### Raw records
((
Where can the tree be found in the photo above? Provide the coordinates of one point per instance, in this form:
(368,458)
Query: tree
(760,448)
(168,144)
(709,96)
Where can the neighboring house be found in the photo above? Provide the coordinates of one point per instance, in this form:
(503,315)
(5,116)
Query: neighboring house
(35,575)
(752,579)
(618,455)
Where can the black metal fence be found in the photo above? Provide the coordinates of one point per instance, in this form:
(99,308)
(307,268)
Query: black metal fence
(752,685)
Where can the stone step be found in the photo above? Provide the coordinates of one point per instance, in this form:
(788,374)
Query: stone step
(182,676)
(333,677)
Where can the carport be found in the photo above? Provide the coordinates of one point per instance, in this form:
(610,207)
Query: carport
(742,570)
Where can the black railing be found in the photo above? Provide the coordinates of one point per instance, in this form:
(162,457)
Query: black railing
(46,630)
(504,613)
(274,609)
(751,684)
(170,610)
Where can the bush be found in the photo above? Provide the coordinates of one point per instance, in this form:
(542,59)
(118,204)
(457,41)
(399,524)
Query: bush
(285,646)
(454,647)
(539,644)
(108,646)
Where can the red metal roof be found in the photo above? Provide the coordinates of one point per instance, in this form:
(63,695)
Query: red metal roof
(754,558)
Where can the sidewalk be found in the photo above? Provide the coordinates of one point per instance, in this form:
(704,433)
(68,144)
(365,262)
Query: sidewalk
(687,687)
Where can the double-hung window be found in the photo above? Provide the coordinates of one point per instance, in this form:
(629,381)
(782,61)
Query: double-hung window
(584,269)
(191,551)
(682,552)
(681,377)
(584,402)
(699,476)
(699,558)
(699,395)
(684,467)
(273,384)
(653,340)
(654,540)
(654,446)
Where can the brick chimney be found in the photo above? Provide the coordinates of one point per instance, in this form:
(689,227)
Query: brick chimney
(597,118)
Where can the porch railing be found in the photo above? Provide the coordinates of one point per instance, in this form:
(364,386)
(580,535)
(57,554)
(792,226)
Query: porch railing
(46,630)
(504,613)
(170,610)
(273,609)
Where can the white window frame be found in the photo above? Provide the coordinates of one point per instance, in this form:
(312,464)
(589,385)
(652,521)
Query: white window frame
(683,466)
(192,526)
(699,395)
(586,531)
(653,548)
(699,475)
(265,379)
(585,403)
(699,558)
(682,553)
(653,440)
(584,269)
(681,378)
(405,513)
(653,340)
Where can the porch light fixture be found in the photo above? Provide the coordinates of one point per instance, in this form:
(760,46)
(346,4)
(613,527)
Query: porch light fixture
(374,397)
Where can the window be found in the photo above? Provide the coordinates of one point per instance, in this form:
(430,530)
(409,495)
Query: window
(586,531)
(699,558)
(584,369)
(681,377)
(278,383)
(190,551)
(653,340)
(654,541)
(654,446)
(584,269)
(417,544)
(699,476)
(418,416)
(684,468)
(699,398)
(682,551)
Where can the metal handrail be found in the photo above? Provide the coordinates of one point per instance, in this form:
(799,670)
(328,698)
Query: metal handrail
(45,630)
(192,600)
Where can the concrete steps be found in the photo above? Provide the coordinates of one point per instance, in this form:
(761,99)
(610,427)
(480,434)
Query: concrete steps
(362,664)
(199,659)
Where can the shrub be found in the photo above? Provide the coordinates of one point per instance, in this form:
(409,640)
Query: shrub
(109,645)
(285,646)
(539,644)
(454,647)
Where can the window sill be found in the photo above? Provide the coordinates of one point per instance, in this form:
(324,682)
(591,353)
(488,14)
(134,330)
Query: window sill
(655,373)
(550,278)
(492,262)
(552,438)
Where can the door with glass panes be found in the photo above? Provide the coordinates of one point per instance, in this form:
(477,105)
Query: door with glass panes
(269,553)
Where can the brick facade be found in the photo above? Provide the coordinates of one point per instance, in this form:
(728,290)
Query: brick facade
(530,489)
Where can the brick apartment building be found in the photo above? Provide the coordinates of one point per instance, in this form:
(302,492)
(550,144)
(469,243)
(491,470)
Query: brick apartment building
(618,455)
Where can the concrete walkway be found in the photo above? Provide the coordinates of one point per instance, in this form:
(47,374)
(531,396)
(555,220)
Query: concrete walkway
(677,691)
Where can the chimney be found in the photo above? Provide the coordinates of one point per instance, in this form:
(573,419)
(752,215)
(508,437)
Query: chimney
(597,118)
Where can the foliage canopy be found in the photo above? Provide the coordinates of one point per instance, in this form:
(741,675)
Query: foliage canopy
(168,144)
))
### Required task
Could you transcribe the records in full, exactly?

### Task result
Where can the tree be found in the photo above? Provide the coordinates of one point per instance, in this form:
(368,458)
Query: tree
(760,448)
(168,144)
(709,96)
Where can the neighboring house be found in the photo above? Provide the coordinates of one point per instance, in this form:
(503,315)
(5,116)
Query: neighboring house
(35,575)
(752,579)
(618,455)
Where can the black metal fence be found in the photo above? Provide the coordinates of one point per instance, in this form:
(99,308)
(307,268)
Query: black metal fence
(752,685)
Where can the stone step be found in the photo above? Provide the coordinates of one point per instance, in this form:
(788,374)
Query: stone step
(182,676)
(333,677)
Where can the carport be found in the photo above? Provide the coordinates of one point per instance, in this form:
(610,207)
Query: carport
(742,570)
Where can the black railing be found in the photo above? Provide the coordinates of one point per instance, in this form:
(162,457)
Query: black railing
(46,630)
(504,613)
(274,609)
(751,684)
(170,610)
Where can the bush be found in the photo above? Provide the coordinates of one point per instance, in this form:
(542,59)
(118,204)
(457,41)
(399,524)
Query: bush
(285,646)
(454,647)
(539,644)
(108,646)
Where can the red metal roof be found in the photo above? Provide the coordinates of one point per instance, in this form:
(63,695)
Query: red metal roof
(754,558)
Where can the sidewalk be found in the photo above? Provide the coordinates of one point per instance, in this form:
(704,433)
(68,144)
(365,262)
Query: sidewalk
(687,687)
Where can the double-hung window be found in the photo above? Provide the coordinates of one point per instance, in this form:
(629,381)
(782,61)
Query: double-hung window
(584,269)
(191,551)
(682,552)
(681,377)
(584,402)
(699,476)
(699,558)
(699,395)
(684,467)
(273,384)
(653,340)
(654,540)
(654,446)
Where can the brick chimney be found in the photo above? Provide the coordinates of one point per instance, in this form:
(689,227)
Query: brick chimney
(597,118)
Where can the porch railing be found in the photo above? Provide the coordinates of one point per instance, in this form:
(364,386)
(580,535)
(57,554)
(792,226)
Query: porch railing
(46,630)
(504,613)
(170,610)
(273,609)
Where can the white window frame be found in the photo above? Provide the coordinates of one point per instance, in this form:
(312,464)
(589,385)
(652,521)
Query: white window frame
(683,466)
(192,526)
(699,395)
(586,531)
(653,548)
(699,475)
(265,379)
(585,403)
(699,558)
(682,553)
(653,440)
(584,269)
(681,378)
(405,513)
(653,340)
Where can the porch light fixture be found in the photo above? Provide the coordinates of one point per instance, in this form:
(760,46)
(346,4)
(613,527)
Query: porch light fixture
(374,397)
Where can the window be found in the photo above? Provide the coordinates of one point per instance, in this form:
(430,530)
(409,495)
Query: window
(586,531)
(699,558)
(584,369)
(681,377)
(278,383)
(190,551)
(653,340)
(654,541)
(654,446)
(584,269)
(417,544)
(699,476)
(418,416)
(684,468)
(699,398)
(682,551)
Where can the metal handrail be found in the photo above? Provide the coordinates of one point per instance, in this form:
(799,670)
(328,698)
Query: metal handrail
(45,630)
(192,600)
Where can the concrete steps be found in the photo above? Provide the coordinates of one point per instance, in this form:
(761,99)
(610,427)
(480,434)
Query: concrete steps
(362,664)
(199,659)
Where can the shrub be found in the photo above? Provide the coordinates of one point per instance, in this form:
(409,640)
Query: shrub
(109,645)
(285,646)
(539,644)
(454,647)
Where can the window sill be found in the photo above? Provide the coordinates of one point per instance, in this form:
(324,682)
(591,353)
(488,14)
(134,330)
Query: window sill
(655,373)
(550,278)
(492,262)
(552,438)
Where can the door with glass panes be found in the photo above? Provide the coordinates of one point per instance, in this form:
(477,105)
Query: door with glass panes
(269,553)
Where can the brick facade be found in the photo above? Provide the coordinates of one point per instance, in this form:
(728,290)
Query: brick facade
(530,489)
Where can the brick apartment building be found in the photo above? Provide the coordinates of one point per instance, in this form:
(302,492)
(550,144)
(469,243)
(491,470)
Query: brick apartment building
(618,455)
Where can the concrete walkway be found in the photo above? Provide the coordinates of one point per instance, in this form:
(47,374)
(531,396)
(555,220)
Query: concrete walkway
(677,691)
Where can the chimney be found in the photo above? Provide the coordinates of one point per instance, in this form:
(573,419)
(752,215)
(508,437)
Query: chimney
(597,118)
Where can the foliage canopy be found in the photo above? Provide the coordinates of one point per instance, in this form:
(741,675)
Query: foliage canopy
(168,144)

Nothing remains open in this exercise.